Tests 'doing more harm than good'

The danger is that lower ability pupils will be turned off learning

A study claims that tests for 14-year-olds are not only of doubtful value but may be doing harm.

It concludes that pressure to coach pupils towards the tests and to achieve good results in them is undermining the curriculum.

The study was carried out by the Association of Teachers and Lecturers, working with the National Association for the Teaching of English and the Association of Teachers of Mathematics. It was based on nearly 550 responses from teachers to a questionnaire about English and maths tests at Key Stage 3, followed by two focus groups which met after marked scripts had been returned to schools.

The authors say that the tests tend to turn off pupils of lower ability, producing a negative attitude towards further learning.

Many teachers, they say, still believe that formal assessments by them would be more useful.

'Unreliable'

There are also "serious concerns" about the validity and reliability of the tests and about the quality of external marking, particularly for English.

• [INFORMATION SHOWN]:
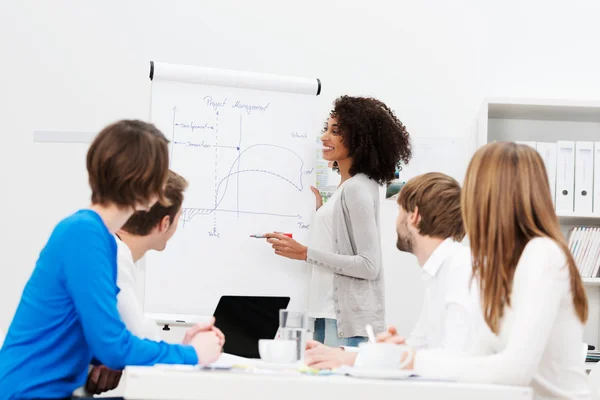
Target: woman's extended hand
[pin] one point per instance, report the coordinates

• [CHALLENGE 1]:
Answer each question below from the article on tests for 14-year-olds, on its own line.
(a) Which three organizations carried out the study?
(b) Roughly how many teacher responses was the study based on?
(c) For which subject does the article single out concerns about the quality of external marking?
• [CHALLENGE 2]: Continue the article on tests for 14-year-olds, starting after its final sentence.

• [EXPECTED ANSWER 1]:
(a) The Association of Teachers and Lecturers, the National Association for the Teaching of English and the Association of Teachers of Mathematics.
(b) Nearly 550.
(c) English.

• [EXPECTED ANSWER 2]:
The association notes that this tends to confirm remarks by the Chief Inspector of Schools in England, Chris Woodhead. Mr Woodhead said in a seminar in the London School of Economics that the tests needed to be more "standardised", that year-on-year comparisons were unreliable and that there were problems with how they were administered by teachers in the classroom.


[ image: QCA: Under fire]
QCA: Under fire
The authors of the new study say "the purposes to which national test results are now being put is profoundly de-professionalising, subverting good practice in assessment and, consequently, in the process of teaching and learning."

Their conclusion is that "the ultimate losers are the pupils themselves."

The association's General Secretary, Peter Smith, said: "The Qualifications and Curriculum Authority must, as a matter of urgency, review the way tests are both set and marked. What have they got to hide?

"When teachers and the government's chief inspector join in a chorus of concern, something must be badly wrong."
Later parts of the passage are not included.